Task instructions: Report only how many lines in the material contain "uniform".

Records shown:
*****

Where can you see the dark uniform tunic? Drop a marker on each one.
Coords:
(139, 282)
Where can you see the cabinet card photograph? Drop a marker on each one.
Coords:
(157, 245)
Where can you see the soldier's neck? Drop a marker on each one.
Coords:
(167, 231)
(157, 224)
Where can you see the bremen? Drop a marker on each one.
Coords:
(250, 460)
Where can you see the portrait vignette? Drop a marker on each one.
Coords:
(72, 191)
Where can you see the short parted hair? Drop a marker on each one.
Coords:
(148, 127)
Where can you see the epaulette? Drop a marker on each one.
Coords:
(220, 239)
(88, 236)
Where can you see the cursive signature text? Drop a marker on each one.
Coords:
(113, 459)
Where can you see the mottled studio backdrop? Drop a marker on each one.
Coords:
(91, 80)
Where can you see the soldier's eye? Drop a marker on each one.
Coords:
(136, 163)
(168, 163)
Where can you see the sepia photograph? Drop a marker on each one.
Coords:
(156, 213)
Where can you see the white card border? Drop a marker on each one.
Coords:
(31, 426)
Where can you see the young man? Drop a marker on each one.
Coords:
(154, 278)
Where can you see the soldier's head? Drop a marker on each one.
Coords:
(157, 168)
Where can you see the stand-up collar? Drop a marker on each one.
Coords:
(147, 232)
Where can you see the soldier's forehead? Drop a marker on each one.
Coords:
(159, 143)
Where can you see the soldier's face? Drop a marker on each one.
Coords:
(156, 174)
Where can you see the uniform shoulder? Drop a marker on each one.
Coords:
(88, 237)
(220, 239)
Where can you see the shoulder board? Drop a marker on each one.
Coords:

*****

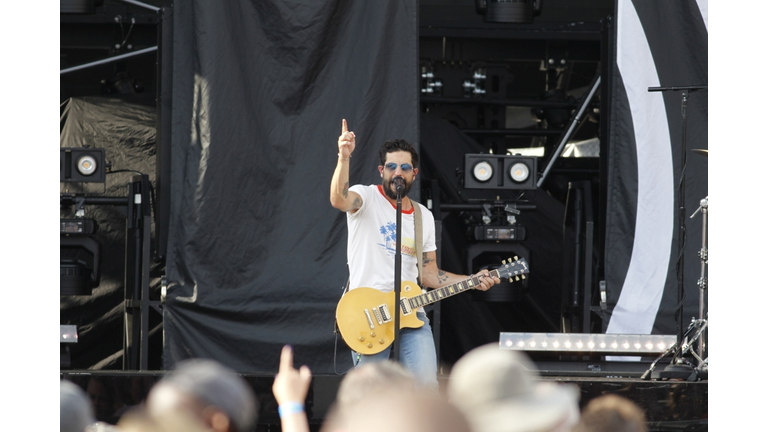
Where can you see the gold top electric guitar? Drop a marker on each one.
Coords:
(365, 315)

*****

Written response: 2